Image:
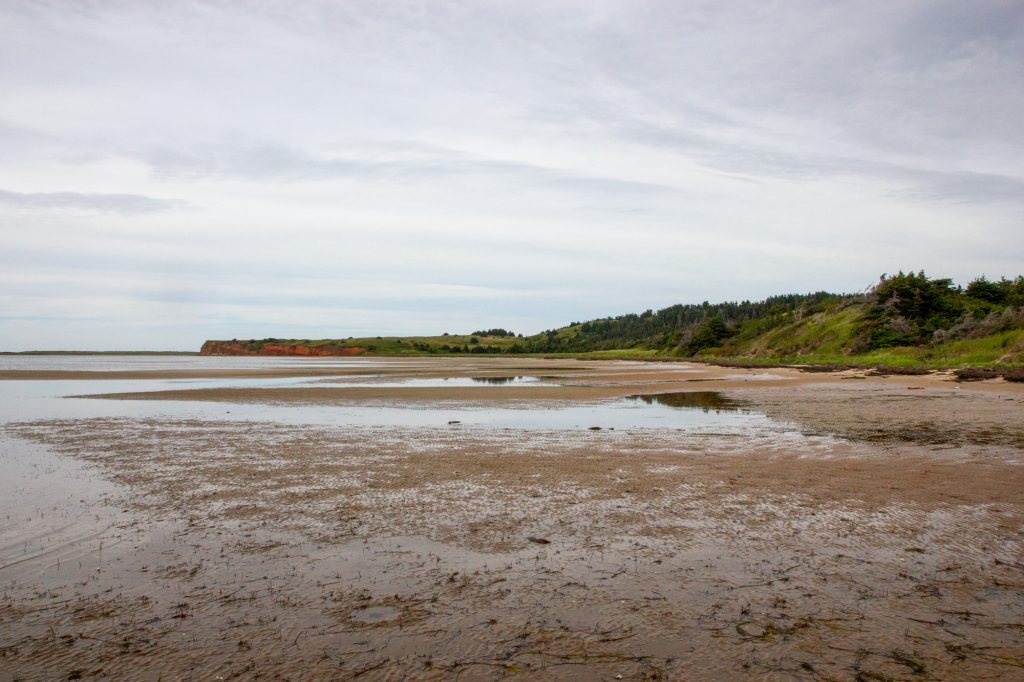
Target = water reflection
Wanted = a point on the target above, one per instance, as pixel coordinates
(705, 400)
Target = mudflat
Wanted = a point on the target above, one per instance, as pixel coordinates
(510, 518)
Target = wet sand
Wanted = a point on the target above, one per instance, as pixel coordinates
(860, 528)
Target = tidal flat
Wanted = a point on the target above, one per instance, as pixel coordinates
(493, 518)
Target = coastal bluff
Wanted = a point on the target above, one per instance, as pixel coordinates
(261, 348)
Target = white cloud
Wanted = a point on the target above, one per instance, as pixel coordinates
(213, 169)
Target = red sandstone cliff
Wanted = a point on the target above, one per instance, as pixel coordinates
(243, 348)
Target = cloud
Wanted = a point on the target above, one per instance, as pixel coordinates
(269, 162)
(88, 202)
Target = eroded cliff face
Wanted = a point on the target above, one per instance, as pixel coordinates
(247, 348)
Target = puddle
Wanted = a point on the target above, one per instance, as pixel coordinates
(376, 614)
(705, 400)
(434, 382)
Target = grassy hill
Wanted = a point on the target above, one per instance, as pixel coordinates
(906, 320)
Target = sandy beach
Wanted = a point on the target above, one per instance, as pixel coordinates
(512, 518)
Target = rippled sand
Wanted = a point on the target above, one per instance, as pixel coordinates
(795, 526)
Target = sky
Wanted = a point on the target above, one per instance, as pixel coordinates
(177, 171)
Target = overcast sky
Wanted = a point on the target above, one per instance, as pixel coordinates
(177, 171)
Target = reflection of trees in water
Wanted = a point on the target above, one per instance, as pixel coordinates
(706, 400)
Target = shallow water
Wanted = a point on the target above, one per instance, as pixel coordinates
(29, 399)
(432, 540)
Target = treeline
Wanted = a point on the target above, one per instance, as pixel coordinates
(495, 332)
(910, 309)
(684, 327)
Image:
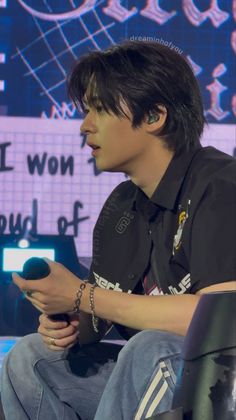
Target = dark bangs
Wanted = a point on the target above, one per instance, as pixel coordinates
(142, 76)
(91, 84)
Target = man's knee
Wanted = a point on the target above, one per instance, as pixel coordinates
(150, 345)
(26, 352)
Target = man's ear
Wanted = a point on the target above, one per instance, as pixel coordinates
(156, 120)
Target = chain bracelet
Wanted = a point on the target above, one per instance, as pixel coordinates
(95, 319)
(78, 298)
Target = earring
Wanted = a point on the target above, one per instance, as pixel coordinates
(153, 118)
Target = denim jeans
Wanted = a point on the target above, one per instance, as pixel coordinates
(91, 383)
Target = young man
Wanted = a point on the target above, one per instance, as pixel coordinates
(162, 240)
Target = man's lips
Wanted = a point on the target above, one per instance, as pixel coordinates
(94, 148)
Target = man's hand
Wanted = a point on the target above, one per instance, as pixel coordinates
(59, 335)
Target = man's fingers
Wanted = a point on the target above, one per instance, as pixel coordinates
(60, 343)
(48, 323)
(59, 334)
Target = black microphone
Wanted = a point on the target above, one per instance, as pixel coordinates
(35, 269)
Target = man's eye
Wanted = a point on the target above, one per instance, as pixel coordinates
(99, 108)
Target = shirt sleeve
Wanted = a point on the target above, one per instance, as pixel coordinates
(213, 239)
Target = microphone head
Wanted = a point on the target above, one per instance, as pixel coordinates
(35, 268)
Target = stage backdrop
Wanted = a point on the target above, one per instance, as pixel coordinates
(46, 171)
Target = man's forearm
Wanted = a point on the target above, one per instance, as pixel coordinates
(171, 313)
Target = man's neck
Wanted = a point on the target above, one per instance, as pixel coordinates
(150, 175)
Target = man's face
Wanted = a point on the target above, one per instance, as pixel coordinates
(116, 146)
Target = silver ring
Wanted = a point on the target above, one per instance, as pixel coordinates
(28, 294)
(52, 342)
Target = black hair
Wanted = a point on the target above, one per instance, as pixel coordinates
(143, 75)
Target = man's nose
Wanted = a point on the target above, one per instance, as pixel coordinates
(88, 126)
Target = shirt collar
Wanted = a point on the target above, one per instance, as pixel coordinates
(167, 190)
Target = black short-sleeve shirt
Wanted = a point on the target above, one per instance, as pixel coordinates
(182, 238)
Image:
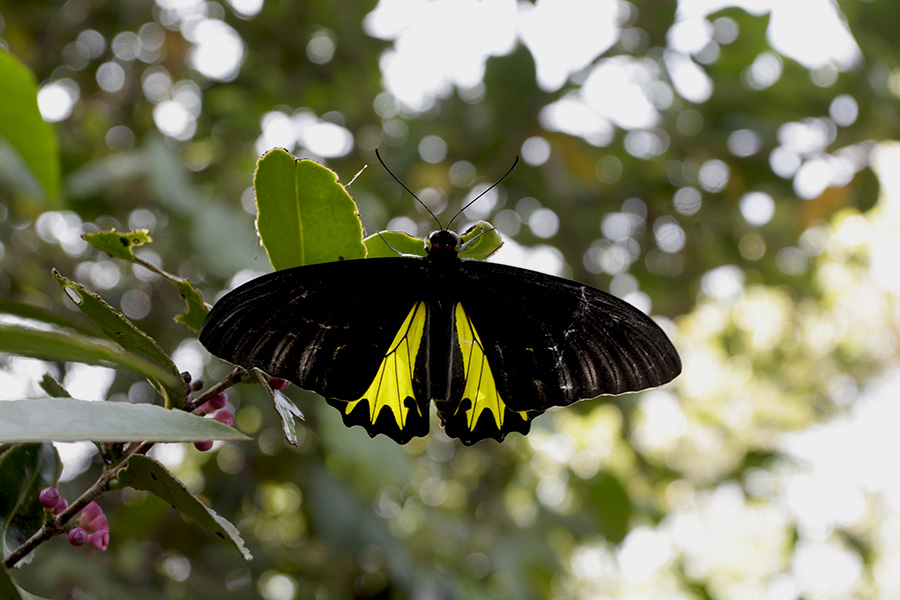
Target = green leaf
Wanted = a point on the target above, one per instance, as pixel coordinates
(143, 473)
(389, 243)
(118, 245)
(36, 313)
(193, 317)
(59, 345)
(480, 241)
(304, 214)
(121, 245)
(135, 341)
(71, 420)
(53, 387)
(24, 471)
(287, 410)
(22, 126)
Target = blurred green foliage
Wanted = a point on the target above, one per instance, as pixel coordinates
(775, 322)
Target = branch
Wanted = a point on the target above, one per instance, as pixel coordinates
(56, 525)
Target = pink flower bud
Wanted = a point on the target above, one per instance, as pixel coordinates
(78, 536)
(99, 540)
(224, 416)
(49, 497)
(60, 506)
(203, 446)
(213, 404)
(278, 384)
(90, 512)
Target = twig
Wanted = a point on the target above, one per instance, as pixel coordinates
(56, 524)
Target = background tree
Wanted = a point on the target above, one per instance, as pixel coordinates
(729, 171)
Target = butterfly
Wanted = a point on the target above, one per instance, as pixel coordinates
(492, 346)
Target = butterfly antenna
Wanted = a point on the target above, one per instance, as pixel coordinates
(397, 179)
(463, 247)
(495, 184)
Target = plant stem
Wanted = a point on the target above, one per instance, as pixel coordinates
(56, 524)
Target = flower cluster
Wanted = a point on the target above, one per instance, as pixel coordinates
(91, 525)
(215, 406)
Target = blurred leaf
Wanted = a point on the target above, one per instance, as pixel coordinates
(67, 346)
(118, 245)
(193, 317)
(286, 409)
(613, 507)
(389, 243)
(121, 245)
(28, 596)
(71, 420)
(37, 313)
(24, 128)
(53, 387)
(143, 473)
(123, 331)
(480, 241)
(8, 589)
(24, 471)
(304, 214)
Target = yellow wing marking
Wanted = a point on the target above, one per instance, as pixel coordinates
(393, 382)
(480, 388)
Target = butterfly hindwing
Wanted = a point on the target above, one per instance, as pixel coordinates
(493, 346)
(475, 409)
(389, 404)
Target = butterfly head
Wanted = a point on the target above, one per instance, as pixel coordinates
(442, 242)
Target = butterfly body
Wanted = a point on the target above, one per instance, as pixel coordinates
(492, 346)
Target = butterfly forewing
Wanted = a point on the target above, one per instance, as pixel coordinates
(333, 329)
(493, 346)
(552, 342)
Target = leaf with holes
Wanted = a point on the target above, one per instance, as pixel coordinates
(167, 378)
(144, 473)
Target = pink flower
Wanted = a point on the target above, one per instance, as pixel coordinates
(78, 536)
(99, 540)
(92, 518)
(90, 512)
(60, 506)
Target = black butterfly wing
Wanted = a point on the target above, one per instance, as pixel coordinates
(349, 331)
(547, 341)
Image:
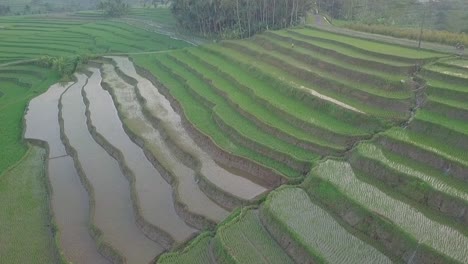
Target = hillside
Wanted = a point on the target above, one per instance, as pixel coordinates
(293, 146)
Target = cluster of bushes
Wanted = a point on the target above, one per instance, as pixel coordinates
(443, 37)
(65, 66)
(238, 18)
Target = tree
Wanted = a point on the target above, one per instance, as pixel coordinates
(4, 10)
(114, 8)
(238, 18)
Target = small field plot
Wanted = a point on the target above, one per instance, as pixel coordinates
(290, 212)
(245, 240)
(440, 237)
(24, 222)
(36, 36)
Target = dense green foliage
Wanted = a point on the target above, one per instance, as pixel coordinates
(25, 226)
(437, 36)
(448, 15)
(239, 18)
(114, 8)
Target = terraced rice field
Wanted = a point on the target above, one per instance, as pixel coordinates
(148, 153)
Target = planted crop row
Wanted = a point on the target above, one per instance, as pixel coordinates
(436, 154)
(326, 95)
(244, 240)
(200, 117)
(197, 252)
(442, 238)
(197, 88)
(377, 91)
(308, 232)
(235, 98)
(381, 49)
(345, 70)
(258, 91)
(344, 54)
(306, 112)
(427, 188)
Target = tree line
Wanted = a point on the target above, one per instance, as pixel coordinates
(238, 18)
(450, 15)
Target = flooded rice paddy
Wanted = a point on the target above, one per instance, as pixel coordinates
(153, 192)
(69, 199)
(187, 189)
(114, 157)
(160, 108)
(113, 213)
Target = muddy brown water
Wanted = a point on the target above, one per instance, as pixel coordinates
(153, 192)
(70, 203)
(161, 108)
(188, 192)
(113, 213)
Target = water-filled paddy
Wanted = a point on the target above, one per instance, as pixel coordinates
(153, 193)
(187, 189)
(113, 213)
(70, 203)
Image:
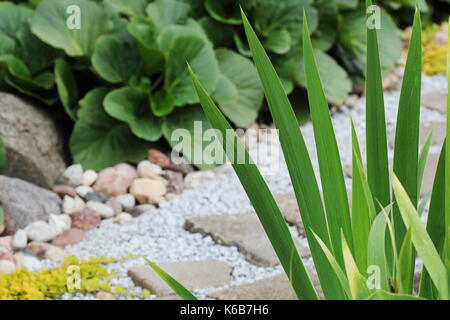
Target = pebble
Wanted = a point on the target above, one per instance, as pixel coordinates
(82, 191)
(41, 231)
(195, 179)
(20, 239)
(101, 208)
(72, 204)
(116, 180)
(148, 190)
(127, 201)
(31, 263)
(72, 176)
(122, 217)
(7, 267)
(89, 177)
(86, 219)
(146, 169)
(60, 222)
(96, 196)
(69, 237)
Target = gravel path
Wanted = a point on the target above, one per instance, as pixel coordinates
(159, 234)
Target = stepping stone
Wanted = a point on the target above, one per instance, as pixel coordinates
(273, 288)
(439, 128)
(243, 231)
(429, 173)
(435, 100)
(192, 274)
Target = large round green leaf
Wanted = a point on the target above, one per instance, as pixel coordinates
(184, 130)
(67, 87)
(335, 80)
(167, 12)
(50, 23)
(352, 33)
(99, 141)
(131, 105)
(116, 61)
(243, 108)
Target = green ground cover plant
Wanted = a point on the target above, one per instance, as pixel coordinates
(121, 76)
(367, 251)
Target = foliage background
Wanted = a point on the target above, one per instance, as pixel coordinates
(122, 78)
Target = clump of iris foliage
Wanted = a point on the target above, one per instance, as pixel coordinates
(366, 250)
(122, 78)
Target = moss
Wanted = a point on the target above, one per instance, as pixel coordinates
(434, 55)
(53, 283)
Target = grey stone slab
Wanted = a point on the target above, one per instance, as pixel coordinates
(192, 274)
(243, 231)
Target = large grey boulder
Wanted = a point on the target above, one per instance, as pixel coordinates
(25, 203)
(33, 143)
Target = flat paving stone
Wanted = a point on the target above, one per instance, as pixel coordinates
(273, 288)
(435, 100)
(243, 231)
(192, 274)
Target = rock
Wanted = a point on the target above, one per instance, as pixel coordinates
(41, 231)
(115, 204)
(6, 254)
(146, 169)
(25, 203)
(272, 288)
(122, 217)
(195, 179)
(60, 222)
(72, 204)
(243, 231)
(192, 274)
(34, 145)
(68, 238)
(82, 191)
(7, 267)
(31, 263)
(96, 196)
(158, 158)
(176, 182)
(116, 180)
(89, 177)
(72, 176)
(148, 190)
(64, 190)
(20, 239)
(140, 209)
(127, 201)
(54, 253)
(435, 100)
(101, 208)
(6, 242)
(86, 219)
(429, 173)
(103, 295)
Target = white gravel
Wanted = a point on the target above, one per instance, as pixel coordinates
(159, 234)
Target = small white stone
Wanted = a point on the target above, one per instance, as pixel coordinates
(104, 210)
(7, 267)
(54, 253)
(20, 239)
(122, 217)
(127, 201)
(60, 222)
(41, 231)
(31, 263)
(82, 191)
(89, 177)
(146, 169)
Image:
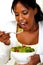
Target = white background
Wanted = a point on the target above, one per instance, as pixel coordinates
(5, 11)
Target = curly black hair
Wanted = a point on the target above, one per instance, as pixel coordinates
(32, 4)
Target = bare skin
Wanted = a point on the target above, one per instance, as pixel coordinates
(4, 37)
(26, 21)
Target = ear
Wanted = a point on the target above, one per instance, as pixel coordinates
(35, 11)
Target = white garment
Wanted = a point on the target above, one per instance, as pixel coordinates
(14, 42)
(40, 42)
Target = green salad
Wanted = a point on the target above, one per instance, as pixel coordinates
(22, 49)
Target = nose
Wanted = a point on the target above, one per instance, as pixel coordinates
(20, 18)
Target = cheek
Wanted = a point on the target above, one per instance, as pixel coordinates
(30, 17)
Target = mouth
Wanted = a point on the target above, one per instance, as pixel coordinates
(23, 24)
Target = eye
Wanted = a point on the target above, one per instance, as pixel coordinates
(16, 14)
(25, 12)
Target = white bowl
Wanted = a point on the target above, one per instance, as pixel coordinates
(22, 58)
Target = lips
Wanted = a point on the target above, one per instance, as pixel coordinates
(23, 24)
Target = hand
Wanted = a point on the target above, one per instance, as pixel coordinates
(4, 37)
(34, 60)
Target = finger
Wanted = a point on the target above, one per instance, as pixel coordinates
(1, 33)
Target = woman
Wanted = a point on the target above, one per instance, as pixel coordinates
(29, 19)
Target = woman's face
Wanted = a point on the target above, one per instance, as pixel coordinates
(25, 17)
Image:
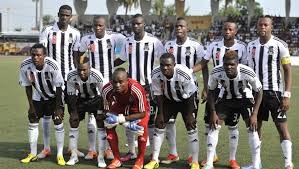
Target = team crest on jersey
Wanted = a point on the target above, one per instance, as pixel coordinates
(170, 50)
(91, 47)
(130, 49)
(146, 47)
(47, 77)
(188, 51)
(253, 52)
(271, 50)
(177, 86)
(54, 39)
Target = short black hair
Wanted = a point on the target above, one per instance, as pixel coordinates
(67, 7)
(120, 70)
(166, 56)
(231, 55)
(39, 46)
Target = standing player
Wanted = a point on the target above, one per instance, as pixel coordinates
(268, 54)
(187, 52)
(126, 102)
(83, 87)
(174, 90)
(216, 51)
(100, 46)
(141, 51)
(43, 74)
(237, 83)
(61, 40)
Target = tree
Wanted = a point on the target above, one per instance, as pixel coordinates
(128, 4)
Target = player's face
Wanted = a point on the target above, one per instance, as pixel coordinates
(264, 27)
(65, 16)
(181, 29)
(138, 25)
(37, 56)
(120, 83)
(167, 67)
(99, 27)
(229, 30)
(83, 71)
(230, 67)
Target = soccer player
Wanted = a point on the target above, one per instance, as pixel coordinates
(188, 52)
(126, 104)
(268, 54)
(61, 40)
(237, 83)
(216, 51)
(100, 46)
(141, 51)
(45, 99)
(174, 89)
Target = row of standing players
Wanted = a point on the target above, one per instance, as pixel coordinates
(264, 55)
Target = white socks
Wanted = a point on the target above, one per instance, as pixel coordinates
(193, 144)
(73, 138)
(212, 141)
(158, 140)
(46, 121)
(171, 137)
(255, 148)
(33, 136)
(286, 146)
(233, 141)
(59, 134)
(91, 130)
(101, 142)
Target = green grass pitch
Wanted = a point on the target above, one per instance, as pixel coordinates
(14, 141)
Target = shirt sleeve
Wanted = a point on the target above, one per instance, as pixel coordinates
(23, 78)
(77, 41)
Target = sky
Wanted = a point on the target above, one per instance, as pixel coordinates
(18, 14)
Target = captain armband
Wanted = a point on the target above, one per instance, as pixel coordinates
(286, 60)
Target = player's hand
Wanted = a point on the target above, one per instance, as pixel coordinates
(285, 104)
(214, 121)
(253, 122)
(113, 119)
(59, 114)
(134, 127)
(203, 96)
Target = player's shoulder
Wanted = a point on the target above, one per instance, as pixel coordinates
(241, 43)
(72, 73)
(26, 62)
(247, 70)
(52, 63)
(96, 75)
(217, 69)
(156, 72)
(280, 41)
(183, 71)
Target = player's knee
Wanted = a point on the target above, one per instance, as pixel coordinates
(74, 121)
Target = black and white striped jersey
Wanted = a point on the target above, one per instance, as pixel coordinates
(61, 45)
(43, 81)
(181, 86)
(266, 61)
(141, 56)
(189, 53)
(84, 89)
(216, 51)
(101, 51)
(237, 88)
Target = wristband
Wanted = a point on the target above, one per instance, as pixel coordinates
(287, 94)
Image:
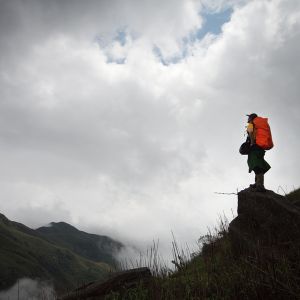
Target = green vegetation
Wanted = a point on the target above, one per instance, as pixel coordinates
(91, 246)
(25, 253)
(222, 271)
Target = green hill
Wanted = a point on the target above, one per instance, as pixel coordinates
(255, 256)
(91, 246)
(25, 252)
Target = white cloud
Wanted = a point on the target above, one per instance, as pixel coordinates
(140, 144)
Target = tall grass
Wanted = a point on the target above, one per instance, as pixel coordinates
(218, 272)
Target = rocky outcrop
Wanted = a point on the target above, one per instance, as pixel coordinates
(266, 221)
(117, 282)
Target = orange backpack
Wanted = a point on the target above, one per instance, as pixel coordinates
(263, 135)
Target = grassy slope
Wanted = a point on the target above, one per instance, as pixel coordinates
(217, 273)
(24, 254)
(91, 246)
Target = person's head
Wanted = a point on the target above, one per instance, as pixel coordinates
(251, 117)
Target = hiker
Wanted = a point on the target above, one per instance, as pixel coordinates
(260, 137)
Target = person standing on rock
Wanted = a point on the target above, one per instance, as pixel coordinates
(260, 137)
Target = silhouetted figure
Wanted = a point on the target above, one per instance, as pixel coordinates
(260, 137)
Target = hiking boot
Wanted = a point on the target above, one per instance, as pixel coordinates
(260, 183)
(253, 185)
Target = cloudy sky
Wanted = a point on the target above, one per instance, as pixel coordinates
(125, 117)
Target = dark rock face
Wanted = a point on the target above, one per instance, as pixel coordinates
(118, 282)
(266, 221)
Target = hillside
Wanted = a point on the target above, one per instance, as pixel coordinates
(255, 256)
(91, 246)
(25, 252)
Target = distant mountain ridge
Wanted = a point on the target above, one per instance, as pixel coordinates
(91, 246)
(59, 253)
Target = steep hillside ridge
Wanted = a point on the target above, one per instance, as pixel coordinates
(95, 247)
(24, 253)
(266, 220)
(255, 256)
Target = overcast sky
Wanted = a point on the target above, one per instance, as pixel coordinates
(125, 117)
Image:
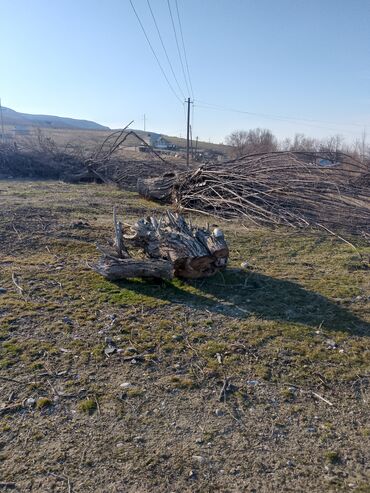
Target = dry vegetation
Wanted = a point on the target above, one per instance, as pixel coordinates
(254, 380)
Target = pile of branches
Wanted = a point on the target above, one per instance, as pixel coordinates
(41, 157)
(288, 188)
(170, 245)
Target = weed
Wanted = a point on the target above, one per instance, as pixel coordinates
(87, 406)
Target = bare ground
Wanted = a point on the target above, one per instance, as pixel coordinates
(287, 339)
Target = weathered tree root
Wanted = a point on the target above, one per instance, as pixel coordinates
(172, 247)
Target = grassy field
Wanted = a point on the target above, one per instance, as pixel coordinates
(287, 338)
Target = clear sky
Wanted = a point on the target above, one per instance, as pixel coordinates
(296, 65)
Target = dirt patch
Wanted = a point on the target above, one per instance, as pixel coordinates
(256, 380)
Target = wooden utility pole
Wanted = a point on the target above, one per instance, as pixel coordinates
(188, 135)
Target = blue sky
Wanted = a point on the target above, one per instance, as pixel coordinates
(290, 65)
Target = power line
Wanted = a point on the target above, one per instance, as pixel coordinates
(165, 51)
(154, 53)
(183, 46)
(274, 117)
(178, 47)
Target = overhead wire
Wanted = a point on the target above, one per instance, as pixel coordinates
(165, 50)
(178, 47)
(154, 53)
(184, 49)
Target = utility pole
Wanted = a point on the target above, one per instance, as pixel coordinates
(2, 123)
(188, 135)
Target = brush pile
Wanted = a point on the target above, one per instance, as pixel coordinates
(293, 189)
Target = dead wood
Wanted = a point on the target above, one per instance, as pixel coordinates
(288, 188)
(172, 248)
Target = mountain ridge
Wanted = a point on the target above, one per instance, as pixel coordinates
(14, 118)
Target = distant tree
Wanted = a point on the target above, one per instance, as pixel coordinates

● **What you have to do**
Can you repeat, word for word, the part of the items that opens with the line containing "Target = power line" and closes with the last line of the items, including both of those lines?

● **Full answer**
Target = power line
Wanted = a point on the target above, one per instance, as pixel coordinates
(165, 51)
(154, 53)
(183, 46)
(274, 117)
(178, 47)
Target = overhead wire
Wanted = a point on the target above, one per instance, as pixel coordinates
(165, 50)
(178, 47)
(154, 53)
(184, 49)
Target = utility pole
Wanted = a point on the target above, one per instance, as pixel coordinates
(2, 123)
(188, 135)
Target = brush pile
Wanted = a point on the target above, one per instance, as pixel coordinates
(293, 189)
Target = dead wood
Wanted = a point on the target above, one per instance, as pixel coordinates
(288, 188)
(172, 248)
Target = mountain ridge
Wanted = a point on the target above, one per instance, as pixel coordinates
(14, 118)
Target = distant tree
Wanted = a point on the target above, one per instance, as pixel coordinates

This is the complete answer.